___ Passage fourni ___

Il était une fois "le Buron"

 

Harbourg et le grand jardin à Marée basse

 

 

Soudain un hurlement inhumain à glacer le sang déchire l'air, mon père vient de se faire coincer entre la barre et l'un des bancs du cockpit(13 mm d'épaisseur) qu'il casse d'ailleurs avec son dos. Le gouvernail doit être prisonnier d'une faille bloquant ainsi la barre . Impossible de faire quoi que ce soit tant la pression est forte, fort heureusement cela ne dure que très peu de temps, Tiki repartant sur l'autre bord libère son capitaine. C'est à ce moment que la décision est prise de quitter le bord. Mon père souffre énormément, l'hématome qui apparaît sur son ventre ne laisse rien présager de bon, nous espérons tous qu'il n'a pas une blessure interne requiérant des soins d'urgence.

 

 Comme l'on dit, les femmes et les enfants d'abord ... Avant de descendre dans le youyou qui nous attend, je me saisis d'un petit éventail en plastique(très laid) que ma mère m'a acheté à Jersey. Le transfert n'est pas simple, le voilier peu concerné semble t'il par notre départ continue sa gigue frénétique. Dans les minutes qui ont suivi j'ai cru à plusieurs reprises ma dernière heure arrivée, recroquevillée dans le fond de la minuscule embarcation je fermais les yeux, retenant mon souffle, à chaque fois que Tiki revenait se vautrer de mon coté. Nous sommes finalement tous les quatre dans l'annexe, mon père est decendu le dernier, on sent qu'il a du mal à se résoudre à cet abandon . Bob nous éloigne à grands coups de rame vigoureux de la coque menaçante. Tristes nous le sommes tous, Tiki fait peine à voir, il semble nous supplier de rester à ses côtés. Je pleure maintenant à grosses larmes, que ne donnerais je à cet instant pour que ce cauchemar cesse et que notre vieil ami reprenne sa fière allure de toujours. Brusquement alors que nous sommes plongés dans nos pensées, Bob s'écrie :

 -"La vache, il part sans nous!"

___ Segment de données ___

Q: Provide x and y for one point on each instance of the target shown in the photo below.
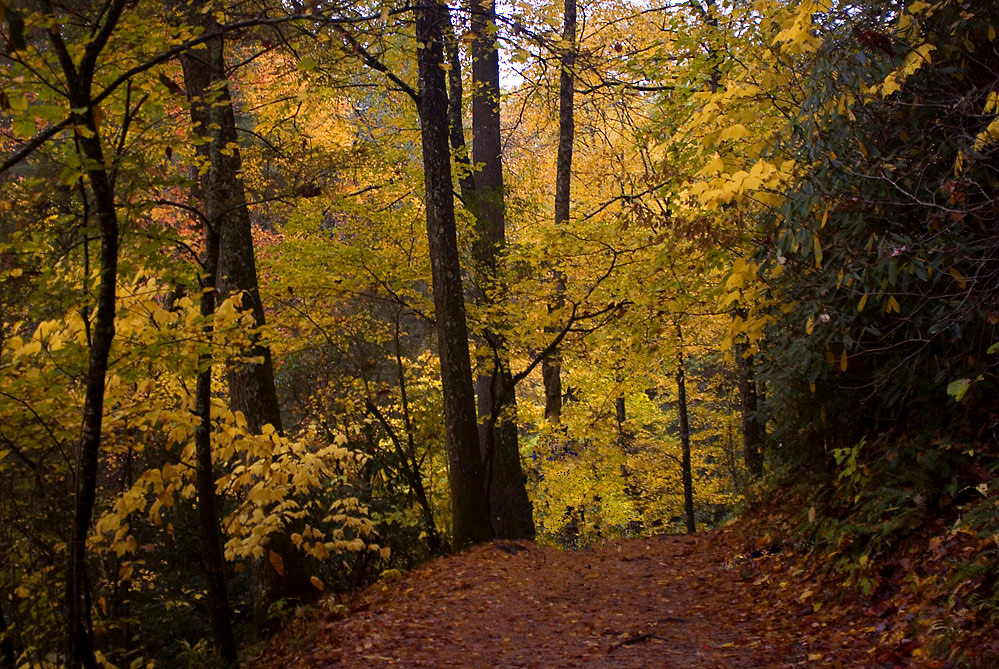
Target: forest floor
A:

___

Consigne 1 =
Répondez à ces questions sur le récit de l'abandon de Tiki :
(a) Quelle est l'épaisseur du banc du cockpit que le père casse avec son dos ?
(b) Où la mère avait-elle acheté le petit éventail en plastique ?
(c) Qui éloigne l'annexe de la coque à grands coups de rame ?
Consigne 2 = Prolongez le récit de l'abandon de Tiki à partir de sa dernière phrase.

Réponse 1 =
(a) 13 mm.
(b) À Jersey.
(c) Bob.

Réponse 2 =
 Effectivement, Tiki s'est redressé et flotte, nous narguant peut être un peu. Il semble nous dire :

-"Et bien vous voyez que tout n'était pas fini...Vous feriez bien de vous dépêcher de venir me récupérer plutôt que de rester bouche bée".

Aussi vite que nous le permet le pneumatique nous rattrapons le fugueur qui s'il s'est libéré des cailloux n'est pas sauvé pour autant. Nous nous sommes plantés sur l'avancée rocheuse d'un ilôt et si le bateau est actuellement dans un trou d'eau libre il n'en est pas moins entouré par d'autres  récifs.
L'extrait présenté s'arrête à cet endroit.